- REQUIRED WORK
Gather every line in the rows below that contains the word "with", and copy each such line in full.

- LISTING
<<<<

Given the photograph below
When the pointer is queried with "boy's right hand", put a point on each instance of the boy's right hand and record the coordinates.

>>>>
<<<<

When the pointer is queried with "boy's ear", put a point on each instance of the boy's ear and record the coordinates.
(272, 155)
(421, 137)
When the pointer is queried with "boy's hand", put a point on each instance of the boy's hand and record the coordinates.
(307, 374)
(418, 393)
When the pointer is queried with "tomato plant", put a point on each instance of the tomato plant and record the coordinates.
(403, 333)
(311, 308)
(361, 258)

>>>>

- RESPONSE TO THE EXERCISE
When the pointer is queried with "boy's right hand", put a point on each instance of the boy's right hand and record the coordinates.
When the pointer is queried with "boy's ear", put a point on each instance of the boy's ear and record the coordinates.
When the pointer is queried with "boy's hand", put a point on each instance of the boy's hand and record the coordinates.
When the pointer is queried with "tomato plant", put a point on each instance of the tomato plant and record the coordinates.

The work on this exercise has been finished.